WHAT YOU NEED TO DO
Please name the two examples of cytopathic effects given in the text on viral infections.

EXCERPTED TEXT
Content starts

Viruses

Viral Infections

Understanding Viral Infections

Viruses can have effects that span over days, weeks, months, or years, including persistent infections—those that can last a long time—and transforming infections—those caused by oncogenic viruses that permanently damage genetic material.

Effects of viruses can span short periods—days to weeks—or last for months or years. Because viruses invade host cells to replicate, they either diminish the function of those cells or destroy them. Cell death is a result of cytopathic effects and can occur immediately or over a period of time. A cytopathic effect is a virus-induced structural change in a host cell that results in cell death, either through lysis (rupture) or inability to reproduce. Two examples of cytopathic effects are particular changes in host cell shape and the fusion of adjacent host cells.

Content ends

EXTRACTED MATERIAL

Content starts

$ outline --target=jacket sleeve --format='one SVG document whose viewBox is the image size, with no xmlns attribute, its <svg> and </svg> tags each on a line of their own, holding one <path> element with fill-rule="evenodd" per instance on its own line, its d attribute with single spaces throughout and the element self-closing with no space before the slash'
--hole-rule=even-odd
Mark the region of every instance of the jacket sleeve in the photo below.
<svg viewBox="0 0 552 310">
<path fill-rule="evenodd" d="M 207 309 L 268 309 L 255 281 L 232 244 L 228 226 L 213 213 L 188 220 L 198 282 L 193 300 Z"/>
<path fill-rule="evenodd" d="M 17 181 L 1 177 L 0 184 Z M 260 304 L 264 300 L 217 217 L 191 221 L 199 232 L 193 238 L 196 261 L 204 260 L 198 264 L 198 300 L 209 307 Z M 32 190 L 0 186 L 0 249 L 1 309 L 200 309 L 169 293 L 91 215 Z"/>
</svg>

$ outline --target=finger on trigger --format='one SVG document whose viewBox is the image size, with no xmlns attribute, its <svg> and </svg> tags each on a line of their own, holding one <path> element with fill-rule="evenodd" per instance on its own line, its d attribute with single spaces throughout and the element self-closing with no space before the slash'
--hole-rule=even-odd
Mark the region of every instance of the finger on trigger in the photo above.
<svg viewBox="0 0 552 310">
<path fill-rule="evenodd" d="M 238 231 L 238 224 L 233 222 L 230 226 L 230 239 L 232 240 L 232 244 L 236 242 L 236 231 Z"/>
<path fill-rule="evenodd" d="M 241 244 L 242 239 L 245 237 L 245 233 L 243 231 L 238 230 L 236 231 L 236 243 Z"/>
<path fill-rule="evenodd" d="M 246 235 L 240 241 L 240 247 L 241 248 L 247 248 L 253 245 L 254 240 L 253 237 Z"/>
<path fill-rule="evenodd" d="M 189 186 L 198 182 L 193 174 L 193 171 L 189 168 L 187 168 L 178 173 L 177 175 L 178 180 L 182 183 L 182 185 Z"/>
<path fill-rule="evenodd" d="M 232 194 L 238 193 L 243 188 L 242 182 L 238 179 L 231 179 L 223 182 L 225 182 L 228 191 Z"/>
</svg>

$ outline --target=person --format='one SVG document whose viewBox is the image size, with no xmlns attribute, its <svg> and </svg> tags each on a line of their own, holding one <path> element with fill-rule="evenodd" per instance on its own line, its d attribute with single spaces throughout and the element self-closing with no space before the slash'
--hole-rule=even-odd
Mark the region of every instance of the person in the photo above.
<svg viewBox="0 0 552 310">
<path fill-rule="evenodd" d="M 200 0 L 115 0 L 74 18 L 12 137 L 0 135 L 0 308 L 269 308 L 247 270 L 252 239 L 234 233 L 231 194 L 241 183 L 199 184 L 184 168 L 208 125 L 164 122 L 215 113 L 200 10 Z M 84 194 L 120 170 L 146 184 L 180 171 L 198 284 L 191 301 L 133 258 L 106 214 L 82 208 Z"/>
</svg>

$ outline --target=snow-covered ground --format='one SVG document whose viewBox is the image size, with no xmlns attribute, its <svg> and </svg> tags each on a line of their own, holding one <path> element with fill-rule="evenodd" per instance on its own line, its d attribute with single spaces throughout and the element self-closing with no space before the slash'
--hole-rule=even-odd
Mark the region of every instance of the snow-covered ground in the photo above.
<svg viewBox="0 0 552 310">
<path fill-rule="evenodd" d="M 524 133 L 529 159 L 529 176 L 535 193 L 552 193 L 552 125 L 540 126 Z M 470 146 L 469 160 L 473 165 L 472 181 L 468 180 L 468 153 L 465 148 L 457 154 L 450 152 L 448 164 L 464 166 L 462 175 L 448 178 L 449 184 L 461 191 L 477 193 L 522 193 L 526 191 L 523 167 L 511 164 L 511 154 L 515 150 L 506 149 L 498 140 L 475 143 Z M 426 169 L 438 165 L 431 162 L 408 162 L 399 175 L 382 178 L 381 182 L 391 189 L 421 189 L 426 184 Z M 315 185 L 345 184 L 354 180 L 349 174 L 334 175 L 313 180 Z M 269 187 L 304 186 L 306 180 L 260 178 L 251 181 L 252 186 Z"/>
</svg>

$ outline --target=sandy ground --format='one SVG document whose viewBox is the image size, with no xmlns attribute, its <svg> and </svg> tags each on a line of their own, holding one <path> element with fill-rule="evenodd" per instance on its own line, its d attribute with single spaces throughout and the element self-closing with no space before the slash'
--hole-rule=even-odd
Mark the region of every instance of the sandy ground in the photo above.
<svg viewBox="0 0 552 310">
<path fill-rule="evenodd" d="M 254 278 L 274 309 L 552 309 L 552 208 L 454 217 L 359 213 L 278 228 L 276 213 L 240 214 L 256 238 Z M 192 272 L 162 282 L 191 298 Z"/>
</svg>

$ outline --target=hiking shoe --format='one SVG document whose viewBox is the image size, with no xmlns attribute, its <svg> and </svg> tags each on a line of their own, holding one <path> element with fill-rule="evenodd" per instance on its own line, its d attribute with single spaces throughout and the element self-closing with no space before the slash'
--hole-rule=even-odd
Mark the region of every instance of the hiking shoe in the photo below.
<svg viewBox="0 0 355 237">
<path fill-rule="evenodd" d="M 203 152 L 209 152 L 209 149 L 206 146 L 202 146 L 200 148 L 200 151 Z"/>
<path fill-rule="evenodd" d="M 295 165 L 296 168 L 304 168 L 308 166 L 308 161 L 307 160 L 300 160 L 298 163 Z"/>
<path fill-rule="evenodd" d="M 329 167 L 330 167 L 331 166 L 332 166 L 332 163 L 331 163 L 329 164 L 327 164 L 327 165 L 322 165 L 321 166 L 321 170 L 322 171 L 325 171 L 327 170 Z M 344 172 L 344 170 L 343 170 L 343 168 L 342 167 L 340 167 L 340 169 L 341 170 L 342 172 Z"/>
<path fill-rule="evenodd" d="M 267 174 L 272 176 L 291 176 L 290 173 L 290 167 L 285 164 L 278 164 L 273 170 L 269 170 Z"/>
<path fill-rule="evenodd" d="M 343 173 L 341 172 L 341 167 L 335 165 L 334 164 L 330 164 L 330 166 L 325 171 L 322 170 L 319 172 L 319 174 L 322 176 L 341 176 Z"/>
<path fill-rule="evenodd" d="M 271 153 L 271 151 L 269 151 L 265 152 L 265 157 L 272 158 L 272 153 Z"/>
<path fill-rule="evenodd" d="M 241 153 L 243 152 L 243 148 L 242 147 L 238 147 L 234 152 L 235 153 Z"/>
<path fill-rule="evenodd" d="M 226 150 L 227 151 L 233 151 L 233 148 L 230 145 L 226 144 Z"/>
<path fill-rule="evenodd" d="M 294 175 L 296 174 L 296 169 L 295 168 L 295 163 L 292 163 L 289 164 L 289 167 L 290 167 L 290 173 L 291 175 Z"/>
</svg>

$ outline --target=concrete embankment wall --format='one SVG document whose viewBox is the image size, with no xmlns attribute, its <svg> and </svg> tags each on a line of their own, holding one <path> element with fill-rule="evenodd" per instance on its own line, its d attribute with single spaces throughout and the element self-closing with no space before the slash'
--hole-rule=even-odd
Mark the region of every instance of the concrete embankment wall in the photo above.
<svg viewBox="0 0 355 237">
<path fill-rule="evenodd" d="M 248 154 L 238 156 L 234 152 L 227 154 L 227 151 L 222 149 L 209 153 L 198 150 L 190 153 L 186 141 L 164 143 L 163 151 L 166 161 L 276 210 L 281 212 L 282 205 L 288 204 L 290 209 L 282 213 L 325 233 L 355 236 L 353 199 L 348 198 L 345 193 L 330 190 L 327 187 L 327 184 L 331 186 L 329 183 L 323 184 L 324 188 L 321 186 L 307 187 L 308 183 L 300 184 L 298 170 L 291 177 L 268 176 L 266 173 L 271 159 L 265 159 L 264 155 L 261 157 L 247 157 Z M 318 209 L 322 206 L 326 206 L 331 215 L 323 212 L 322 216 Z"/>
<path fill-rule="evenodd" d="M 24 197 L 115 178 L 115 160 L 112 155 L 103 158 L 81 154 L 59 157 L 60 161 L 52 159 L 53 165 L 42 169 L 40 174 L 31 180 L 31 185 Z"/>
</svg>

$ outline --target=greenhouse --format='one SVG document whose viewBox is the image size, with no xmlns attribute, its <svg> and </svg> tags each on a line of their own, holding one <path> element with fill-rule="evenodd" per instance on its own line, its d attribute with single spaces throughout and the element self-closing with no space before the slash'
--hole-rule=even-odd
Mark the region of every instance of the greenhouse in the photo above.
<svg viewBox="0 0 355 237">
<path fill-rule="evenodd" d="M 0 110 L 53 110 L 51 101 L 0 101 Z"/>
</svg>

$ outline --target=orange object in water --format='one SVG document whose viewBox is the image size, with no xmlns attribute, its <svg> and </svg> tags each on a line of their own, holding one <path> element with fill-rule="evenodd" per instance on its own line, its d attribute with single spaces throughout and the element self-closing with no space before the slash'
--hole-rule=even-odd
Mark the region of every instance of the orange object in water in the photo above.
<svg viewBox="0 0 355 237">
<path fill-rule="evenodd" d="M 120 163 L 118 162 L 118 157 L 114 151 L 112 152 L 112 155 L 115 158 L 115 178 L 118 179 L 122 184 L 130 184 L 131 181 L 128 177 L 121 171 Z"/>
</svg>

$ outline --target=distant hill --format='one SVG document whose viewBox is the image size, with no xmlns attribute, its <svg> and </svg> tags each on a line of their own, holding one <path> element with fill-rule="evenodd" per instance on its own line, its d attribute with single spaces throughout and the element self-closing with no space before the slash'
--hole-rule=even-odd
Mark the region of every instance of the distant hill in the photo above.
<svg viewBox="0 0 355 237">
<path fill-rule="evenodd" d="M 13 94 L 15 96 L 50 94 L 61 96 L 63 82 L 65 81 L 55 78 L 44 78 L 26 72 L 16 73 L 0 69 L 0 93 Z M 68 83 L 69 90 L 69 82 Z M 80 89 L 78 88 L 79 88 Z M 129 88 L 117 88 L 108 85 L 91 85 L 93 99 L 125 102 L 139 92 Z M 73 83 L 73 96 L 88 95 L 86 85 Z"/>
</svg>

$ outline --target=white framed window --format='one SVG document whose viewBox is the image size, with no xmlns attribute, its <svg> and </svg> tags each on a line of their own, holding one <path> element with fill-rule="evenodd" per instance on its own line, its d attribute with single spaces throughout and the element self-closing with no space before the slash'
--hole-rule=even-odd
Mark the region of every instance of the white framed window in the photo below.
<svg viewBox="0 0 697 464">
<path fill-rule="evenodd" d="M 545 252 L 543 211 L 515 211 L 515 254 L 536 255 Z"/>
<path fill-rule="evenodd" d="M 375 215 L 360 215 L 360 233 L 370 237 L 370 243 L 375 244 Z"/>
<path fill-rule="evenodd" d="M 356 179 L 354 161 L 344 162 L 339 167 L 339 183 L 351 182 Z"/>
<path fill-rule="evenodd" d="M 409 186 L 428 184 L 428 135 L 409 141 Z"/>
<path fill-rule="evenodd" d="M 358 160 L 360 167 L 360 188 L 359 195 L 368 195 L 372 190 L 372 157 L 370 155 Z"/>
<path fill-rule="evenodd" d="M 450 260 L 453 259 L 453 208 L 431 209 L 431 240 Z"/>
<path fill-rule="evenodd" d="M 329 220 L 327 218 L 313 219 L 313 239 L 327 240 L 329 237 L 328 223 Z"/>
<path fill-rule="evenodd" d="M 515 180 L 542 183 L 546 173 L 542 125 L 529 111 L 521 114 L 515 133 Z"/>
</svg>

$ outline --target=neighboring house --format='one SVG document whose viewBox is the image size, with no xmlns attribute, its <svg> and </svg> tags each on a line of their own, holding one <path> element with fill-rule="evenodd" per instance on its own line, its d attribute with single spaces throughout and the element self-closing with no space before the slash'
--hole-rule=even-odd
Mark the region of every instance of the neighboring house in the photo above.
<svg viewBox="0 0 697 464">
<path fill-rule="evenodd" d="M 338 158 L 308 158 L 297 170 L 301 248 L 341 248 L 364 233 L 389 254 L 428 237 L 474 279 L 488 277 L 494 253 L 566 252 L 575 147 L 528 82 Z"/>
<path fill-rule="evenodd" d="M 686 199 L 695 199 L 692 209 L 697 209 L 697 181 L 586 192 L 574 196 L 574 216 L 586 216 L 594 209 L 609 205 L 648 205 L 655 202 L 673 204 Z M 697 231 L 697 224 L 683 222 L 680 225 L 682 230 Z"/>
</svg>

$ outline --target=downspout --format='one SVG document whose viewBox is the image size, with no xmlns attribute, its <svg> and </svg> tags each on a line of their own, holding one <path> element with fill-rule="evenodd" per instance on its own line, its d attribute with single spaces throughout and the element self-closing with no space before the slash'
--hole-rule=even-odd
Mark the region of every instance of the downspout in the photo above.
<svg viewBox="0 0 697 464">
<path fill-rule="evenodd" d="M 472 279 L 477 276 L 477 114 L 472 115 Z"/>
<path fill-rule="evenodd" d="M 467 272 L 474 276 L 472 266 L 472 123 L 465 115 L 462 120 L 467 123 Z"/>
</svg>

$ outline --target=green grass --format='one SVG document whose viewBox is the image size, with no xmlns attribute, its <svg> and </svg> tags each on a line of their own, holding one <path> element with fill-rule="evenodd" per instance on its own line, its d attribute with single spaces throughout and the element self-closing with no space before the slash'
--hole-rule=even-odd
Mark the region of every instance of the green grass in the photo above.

Content ends

RESPONSE BOX
Particular changes in host cell shape and the fusion of adjacent host cells.